Data for the task
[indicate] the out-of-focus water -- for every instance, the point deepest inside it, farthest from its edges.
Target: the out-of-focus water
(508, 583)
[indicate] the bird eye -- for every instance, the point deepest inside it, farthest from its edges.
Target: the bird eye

Problem to solve
Quote all the records exactly, please, leaving none out.

Result for this exercise
[indicate] the out-of-focus water -- for every instance, the point deepest inside it, farthest from its edges.
Target: the out-of-focus water
(508, 583)
[indicate] the bird eye -- for every instance, the point deepest inside it, farthest from its edges.
Target: the bird eye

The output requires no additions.